**Job 1**
From the engine blog, list the engine parts that the writer says will be painted separately from the block.
**Job 2**
According to the engine blog, what material is the timing cover made of?
**Job 3**
Echo the engine blog from "Tuesday, September 4, 2018" up to and including "them from over-spray.".
--- Start Passage provided ---
Tuesday, September 4, 2018

With the dipstick out there were only a few problem spots that needed special attention before the engine was ready to be painted. I scrapped those spots as best I could, wire wheeled, and then cleaned the surface with some light detergent. I removed the valve covers and taped up the valve-trains and intake manifold to protect them from over-spray.


I left the oil pan and timing cover on since they still need to have the paint removed from them anyway. When the block dries I'll remove the sump and timing cover to paint them separately, the valve covers will get the same treatment, along with the thermostat housing, pulleys, and other miscellaneous parts of the engine. From some pictures in the Ashcraft catalog it looks like one of the mods he does is removing the mechanical fan stuff. It involves (based entirely on guesswork) cutting off the mechanical fan mount spindle from the timing cover and welding up the hole to make more room for a more powerful electric unit; I'll probably give that a try as well since all my efforts to find/fix a mechanical fan have not panned out.

Before it goes back in the car I'm going to replace the dipstick tube (obviously), all the gaskets for the crankcase including valve covers, timing cover, and sump. I'll also change the freeze-plugs, and those coolant tubes will need to be remade to fit into the block. I'm also going to replace the water pump for no reason other than it's easy to do right now and only costs like 50 bucks; might as well not reintroduce all the rust on the old impeller into the system.

I also remembered that since I have an entire spare engine I'll cut up my spare timing cover and attempt to do that mod to a non-essential spare. On that front I did discover that the timing cover is cast aluminum, not stamped/cast steel like I would have hoped. As such I can't weld it myself, as at the moment I'm sadly without a spool gun or TIG welder. They're tools I want, but I don't have 220v power in my shop to run either. I will either outsource the welding OR follow up on the lead of a friend of a friend to has a TIG they may be willing to let me use or they'll weld for me. Down this line of thinking I also realized I have two spare valve covers... so I may get creative making some "prettier" valve covers; maybe some raised SAAB logos?

Progress will be slow again moving forward since school has started back up and a fair amount of my energy is devoted to dealing with the issues that have arisen from my daily driver being hit and the insurance company of that driver fighting with me on the value of my vehicle. So much fun.

Wednesday, August 15, 2018

Dipstick Removal

There are still a few trouble spots of hard-to-reach paint left to remove before the engine is ready for paint. One of those spots is around and behind the dip-stick tube which I planned to remove anyway to replace. Well that proved slightly more difficult that it should have been. Extremely difficult to remove. As in basically impossible.
--- End Passage provided ---
--- Start Recorded information ---
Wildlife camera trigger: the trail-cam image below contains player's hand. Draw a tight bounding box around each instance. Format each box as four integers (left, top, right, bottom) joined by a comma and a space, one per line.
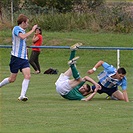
--- End Recorded information ---
**Task solution 1**
The sump (oil pan), the timing cover, the valve covers, the thermostat housing, and the pulleys.

**Task solution 2**
Cast aluminum.

**Task solution 3**
Tuesday, September 4, 2018

With the dipstick out there were only a few problem spots that needed special attention before the engine was ready to be painted. I scrapped those spots as best I could, wire wheeled, and then cleaned the surface with some light detergent. I removed the valve covers and taped up the valve-trains and intake manifold to protect them from over-spray.